## TASKS TO CARRY OUT
**A)** In the abstract on aldose reductase in oxygen-induced retinopathy, reproduce the passage from "Retinopathy of prematurity" to "level is lacking.".
**B)** According to the abstract on aldose reductase in oxygen-induced retinopathy, which enzyme is the first enzyme in the polyol pathway?
**C)** Using the abstract on aldose reductase in oxygen-induced retinopathy, explain why the role of aldose reductase in retinopathy of prematurity was examined.

## PAGE EXCERPT
··········

Effect of aldose reductase in an animal model of oxygen-induced retinopathy

Abstract



Retinopathy of prematurity (ROP) commonly occurs in premature babies, with the first phase of vessel cessation followed by a second phase of vessel proliferation. In addition to vascular changes, neuronal abnormalities have also been observed. However, evidence for morphological changes of retinal neurons at the cellular level is lacking.

Oxidative stress has been highly indicated in the pathogenesis of ROP. Increased oxidative stress level was demonstrated in preterm babies expecially in those with ROP. The activity of aldose reductase (AR), the first enzyme in the polyol pathway, has been found to contribute to oxidative stress. Therefore, the role of AR in ROP was examined using a mouse model of oxygen-induced retinopathy (OIR), which was a well-established model to mimic human ROP.

··········

## SOURCE INFORMATION
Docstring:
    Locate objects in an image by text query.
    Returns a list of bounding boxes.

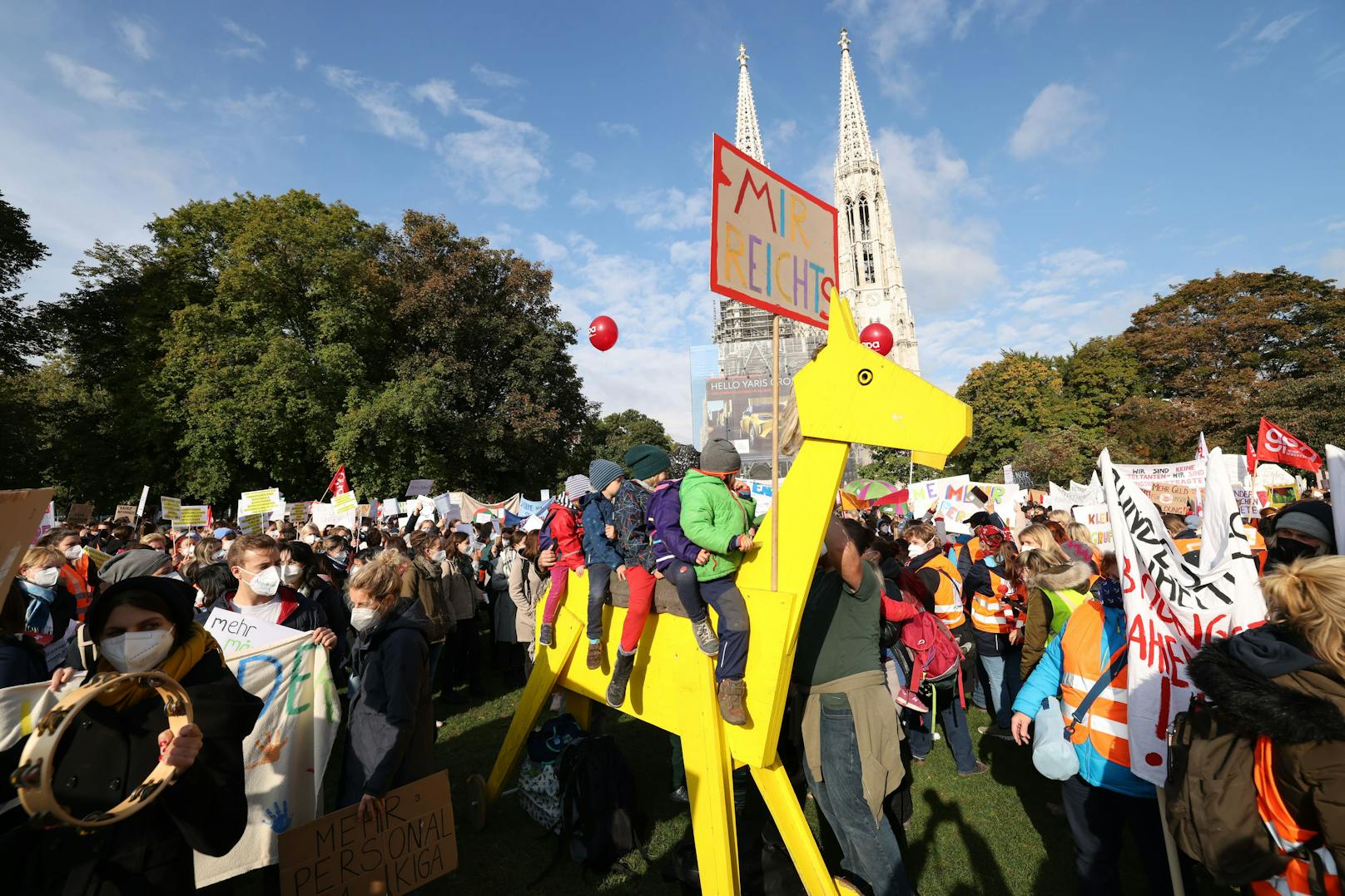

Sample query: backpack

··········

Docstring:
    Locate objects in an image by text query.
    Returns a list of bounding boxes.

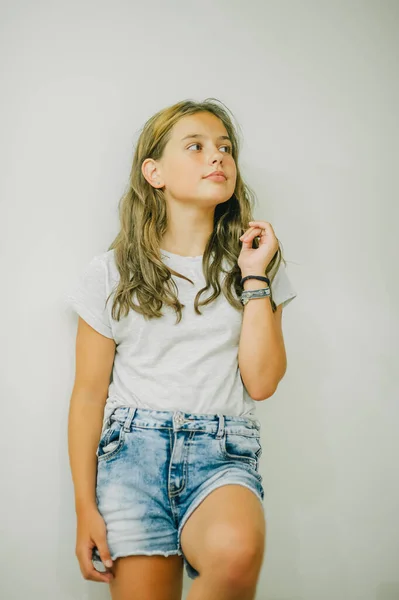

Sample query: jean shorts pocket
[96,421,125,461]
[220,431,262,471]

··········

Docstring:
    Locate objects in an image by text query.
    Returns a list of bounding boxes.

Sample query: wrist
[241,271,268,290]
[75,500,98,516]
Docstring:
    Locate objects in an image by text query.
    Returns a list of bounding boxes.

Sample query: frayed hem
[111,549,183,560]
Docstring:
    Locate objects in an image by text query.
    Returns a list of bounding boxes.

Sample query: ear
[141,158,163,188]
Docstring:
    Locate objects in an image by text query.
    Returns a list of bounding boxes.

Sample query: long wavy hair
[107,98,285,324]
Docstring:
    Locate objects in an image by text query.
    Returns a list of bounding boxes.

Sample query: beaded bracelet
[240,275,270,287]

··········

## SOLVED TASKS
**A)**
Retinopathy of prematurity (ROP) commonly occurs in premature babies, with the first phase of vessel cessation followed by a second phase of vessel proliferation. In addition to vascular changes, neuronal abnormalities have also been observed. However, evidence for morphological changes of retinal neurons at the cellular level is lacking.

**B)** Aldose reductase (AR).

**C)** Oxidative stress has been strongly implicated in the pathogenesis of retinopathy of prematurity, and preterm babies, especially those with the disease, show increased oxidative stress. The activity of aldose reductase has been found to contribute to oxidative stress.